[[ GIVEN PASSAGE, beginning ]]

The Cancer Family Link: How Worried Should I be About Breast Cancer?
Most women know that if your mother has been diagnosed with breast cancer, you are at higher risk. But what if your mom is fine but your maternal grandmother died of breast cancer in her 30s? What if your maternal aunt died of breast cancer in her 40s? Are you at risk even if your mom is cancer-free? Or what if your dad has prostate cancer – does that matter? Dr. Michelle Walters, a Medical Director of Breast Imaging and a board certified MRI and mammography radiologist at RAYUS Radiology in Texas, gets questions like these all the time. Family history can be a strong predictor, not just for breast cancer, but for pancreatic, ovarian, prostate and colon cancer.
The technical term is familial syndrome or familial cancer. Scientists have been able to connect the dots between certain types of cancer that have a hereditary link. The genetics can be a predictor, but they aren’t a guarantee. For example, Dr. Walters says, “Just because you have the breast cancer gene does not mean you’re going to get breast cancer. It just means you’re at higher risk of getting breast cancer.” Here is research to back her up:
- Inherited gene mutations account for only 5-10 percent of all breast cancers diagnosed in women in the U.S. –American Cancer Society
- Only about 13 percent of women diagnosed have a first-degree female relative (mother, sister or daughter) with breast cancer. –The Lancet
What can you do?

[[ GIVEN PASSAGE, end ]]
[[ RAW DATA, beginning ]]

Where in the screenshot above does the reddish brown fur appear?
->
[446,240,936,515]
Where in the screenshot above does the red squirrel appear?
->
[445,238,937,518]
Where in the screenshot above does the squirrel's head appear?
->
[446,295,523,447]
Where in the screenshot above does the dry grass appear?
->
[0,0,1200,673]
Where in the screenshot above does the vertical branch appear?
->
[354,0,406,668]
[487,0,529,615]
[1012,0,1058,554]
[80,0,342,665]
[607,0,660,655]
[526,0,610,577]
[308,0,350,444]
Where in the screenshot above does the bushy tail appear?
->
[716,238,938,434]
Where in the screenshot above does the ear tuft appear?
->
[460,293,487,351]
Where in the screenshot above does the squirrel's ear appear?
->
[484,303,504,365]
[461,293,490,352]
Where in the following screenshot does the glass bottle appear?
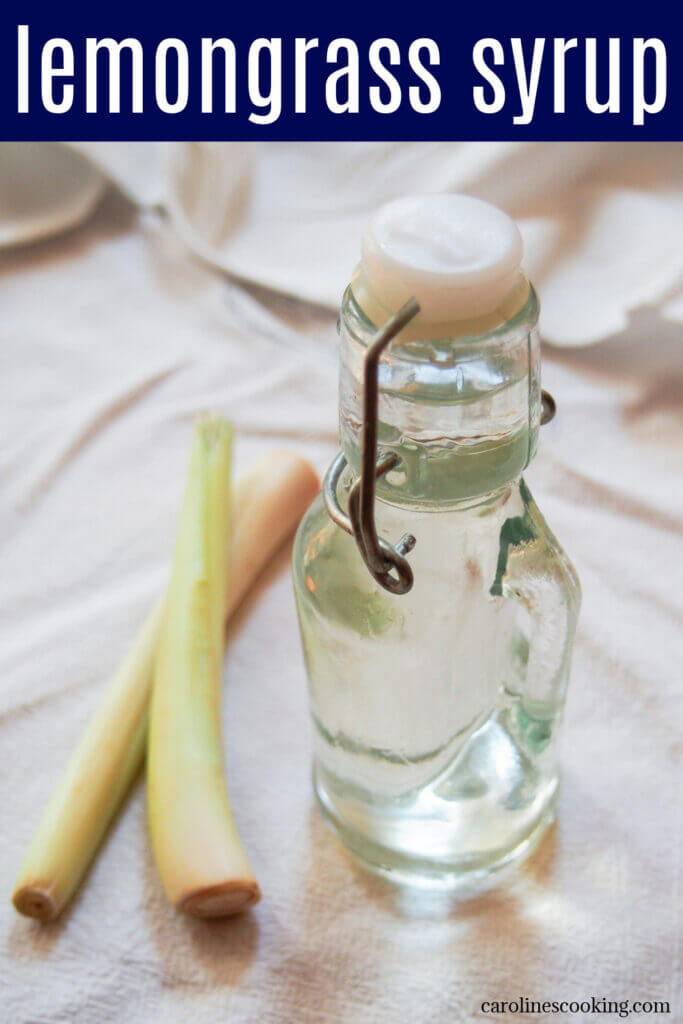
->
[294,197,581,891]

[[ RAW DATA, end ]]
[[ RAW DATA, beginning ]]

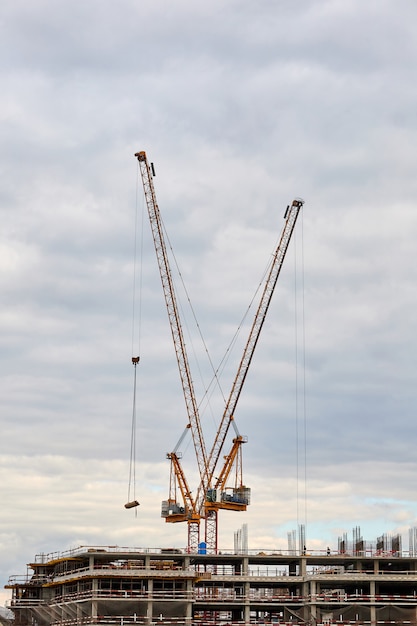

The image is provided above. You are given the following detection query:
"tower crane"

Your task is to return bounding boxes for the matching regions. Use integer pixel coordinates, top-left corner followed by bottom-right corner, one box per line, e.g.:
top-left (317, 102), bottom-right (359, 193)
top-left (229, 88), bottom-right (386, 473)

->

[[ RAW DATA, end ]]

TASK TO CARRY OUT
Answer from the breast cancer article:
(a) Where does Dr. Michelle Walters work?
(b) What technical term does the article give for cancer with a hereditary link?
(c) According to the American Cancer Society, what percentage of breast cancers diagnosed in U.S. women are due to inherited gene mutations?
The lines are separate material from the breast cancer article.

ANSWER TO THIS PROBLEM
(a) RAYUS Radiology in Texas
(b) Familial syndrome or familial cancer
(c) Only 5-10 percent